Change every "most appreciated" in the rows below to "very helpful", and leave all other text the same.

══ THE RECORDS

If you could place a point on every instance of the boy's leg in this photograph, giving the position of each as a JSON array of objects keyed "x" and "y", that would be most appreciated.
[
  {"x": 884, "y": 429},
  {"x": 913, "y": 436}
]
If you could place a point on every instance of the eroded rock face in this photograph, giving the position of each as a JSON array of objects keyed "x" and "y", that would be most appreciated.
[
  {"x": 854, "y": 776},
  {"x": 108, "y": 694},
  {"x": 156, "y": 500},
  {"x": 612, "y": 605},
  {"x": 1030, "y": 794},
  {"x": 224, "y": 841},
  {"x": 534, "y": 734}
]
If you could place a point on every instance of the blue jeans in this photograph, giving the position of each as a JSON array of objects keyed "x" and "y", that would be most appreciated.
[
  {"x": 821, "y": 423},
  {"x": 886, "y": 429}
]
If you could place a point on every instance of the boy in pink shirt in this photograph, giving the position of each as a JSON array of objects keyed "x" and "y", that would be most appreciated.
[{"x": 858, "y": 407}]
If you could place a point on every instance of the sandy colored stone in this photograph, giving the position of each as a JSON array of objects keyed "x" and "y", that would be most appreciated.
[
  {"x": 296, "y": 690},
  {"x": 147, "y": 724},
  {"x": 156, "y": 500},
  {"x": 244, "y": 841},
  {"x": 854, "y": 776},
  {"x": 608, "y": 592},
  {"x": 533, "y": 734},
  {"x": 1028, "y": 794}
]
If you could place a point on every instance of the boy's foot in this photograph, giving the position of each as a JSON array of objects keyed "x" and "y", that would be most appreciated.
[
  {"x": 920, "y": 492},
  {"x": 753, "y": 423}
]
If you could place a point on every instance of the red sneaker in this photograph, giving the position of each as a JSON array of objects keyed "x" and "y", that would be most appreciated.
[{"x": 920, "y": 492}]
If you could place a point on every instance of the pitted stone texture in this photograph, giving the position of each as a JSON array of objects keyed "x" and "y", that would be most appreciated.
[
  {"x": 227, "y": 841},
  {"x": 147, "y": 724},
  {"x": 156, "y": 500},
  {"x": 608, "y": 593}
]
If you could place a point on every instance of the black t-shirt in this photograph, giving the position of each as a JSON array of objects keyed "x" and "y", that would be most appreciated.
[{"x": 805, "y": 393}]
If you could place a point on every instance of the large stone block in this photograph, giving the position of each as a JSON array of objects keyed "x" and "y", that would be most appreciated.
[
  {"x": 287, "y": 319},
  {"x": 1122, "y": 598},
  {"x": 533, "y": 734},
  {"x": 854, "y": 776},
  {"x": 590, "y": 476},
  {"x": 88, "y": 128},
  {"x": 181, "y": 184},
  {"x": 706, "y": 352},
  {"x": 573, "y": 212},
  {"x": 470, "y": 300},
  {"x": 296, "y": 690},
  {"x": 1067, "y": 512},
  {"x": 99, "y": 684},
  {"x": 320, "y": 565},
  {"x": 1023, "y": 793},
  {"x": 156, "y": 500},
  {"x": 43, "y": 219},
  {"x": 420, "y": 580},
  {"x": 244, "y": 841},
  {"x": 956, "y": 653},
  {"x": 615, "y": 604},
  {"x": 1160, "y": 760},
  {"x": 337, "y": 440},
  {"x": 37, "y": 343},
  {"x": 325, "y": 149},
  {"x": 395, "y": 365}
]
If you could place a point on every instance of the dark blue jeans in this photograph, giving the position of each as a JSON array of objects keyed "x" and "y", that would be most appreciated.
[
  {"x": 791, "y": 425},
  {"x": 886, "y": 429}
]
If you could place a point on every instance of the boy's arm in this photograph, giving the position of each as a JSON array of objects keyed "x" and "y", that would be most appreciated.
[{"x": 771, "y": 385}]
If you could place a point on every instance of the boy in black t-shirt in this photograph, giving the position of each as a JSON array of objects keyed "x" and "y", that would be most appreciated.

════

- **WRITTEN ANSWER**
If you could place a point on every instance of the boy's leg in this photograph, giving the position of each as a JSON array of objects keyed "x" and "y", that would be very helpful.
[
  {"x": 884, "y": 429},
  {"x": 913, "y": 436}
]
If you could place a point on every instance of the eroded rock face in this photograph, giving the position of each as a JSON array of objects keyed "x" and "y", that would be very helpful.
[
  {"x": 854, "y": 776},
  {"x": 108, "y": 694},
  {"x": 156, "y": 500},
  {"x": 612, "y": 605},
  {"x": 1030, "y": 794},
  {"x": 224, "y": 841},
  {"x": 534, "y": 734}
]
If you could place a point on every instance of the blue jeans in this photograph, giving the position of each as a JSON array of objects keyed "x" and "y", that would be very helpful.
[
  {"x": 821, "y": 423},
  {"x": 886, "y": 429}
]
If you could place a point on every instance of the boy in pink shirt in this photograph, giving the position of each as a JSON array of objects keyed "x" and "y", that would be very helpful.
[{"x": 858, "y": 407}]
If you could place a point on every instance of the sandy colored stone in this photograph, giving the position of each as a JSON array of objects keyed "x" and "y", that would be very helpful.
[
  {"x": 296, "y": 690},
  {"x": 147, "y": 724},
  {"x": 156, "y": 500},
  {"x": 244, "y": 841},
  {"x": 854, "y": 776},
  {"x": 608, "y": 592},
  {"x": 533, "y": 734},
  {"x": 1028, "y": 794}
]
If you could place a point on every instance of the boy's foot in this photograph, giving the position of each as a JSON array of objects keyed "x" and "y", that would be very helpful.
[
  {"x": 920, "y": 492},
  {"x": 753, "y": 423}
]
If you could place a point on every instance of the red sneaker in this photograph, giving the position of each as a JSON array of objects keyed "x" and "y", that would be very helpful.
[{"x": 920, "y": 492}]
If you could place a point on every instance of the pitted stone texture in this photograph, giving the position of each as a JSON array of objects keyed "x" and "y", that would be very helpful.
[
  {"x": 227, "y": 841},
  {"x": 147, "y": 724},
  {"x": 156, "y": 500},
  {"x": 608, "y": 593}
]
If you could place a point on every instance of the black t-shirt in this photograph, giving the position of each as a JSON array of objects keyed "x" and "y", that would be very helpful.
[{"x": 805, "y": 393}]
If you could place a point on every instance of the large stone block in this photograph, giving the position of each as a JSON array of objects keyed "x" and "y", that would be very helpful.
[
  {"x": 287, "y": 319},
  {"x": 1122, "y": 598},
  {"x": 533, "y": 734},
  {"x": 854, "y": 776},
  {"x": 590, "y": 476},
  {"x": 88, "y": 128},
  {"x": 181, "y": 184},
  {"x": 706, "y": 352},
  {"x": 573, "y": 212},
  {"x": 470, "y": 300},
  {"x": 296, "y": 690},
  {"x": 1067, "y": 512},
  {"x": 99, "y": 684},
  {"x": 320, "y": 565},
  {"x": 1023, "y": 793},
  {"x": 156, "y": 500},
  {"x": 43, "y": 219},
  {"x": 420, "y": 580},
  {"x": 244, "y": 841},
  {"x": 956, "y": 653},
  {"x": 615, "y": 604},
  {"x": 1160, "y": 760},
  {"x": 337, "y": 440},
  {"x": 37, "y": 343},
  {"x": 325, "y": 149},
  {"x": 395, "y": 365}
]
If you could place a point on every instance of the dark blue jeans in this photograph, giving the position of each as a JSON array of objects keyed "x" and "y", that would be very helpful.
[
  {"x": 791, "y": 425},
  {"x": 886, "y": 429}
]
If you could place a point on every instance of the boy's arm in this photograph, giving the position of each as a JSON array of objects keyed "x" and "y", that would be very helpful.
[{"x": 771, "y": 385}]
If you could place a point on every instance of the boy in black t-shirt in this photograph, giving the position of each as a JSON array of objects keyed "x" and "y", that would be very helpful.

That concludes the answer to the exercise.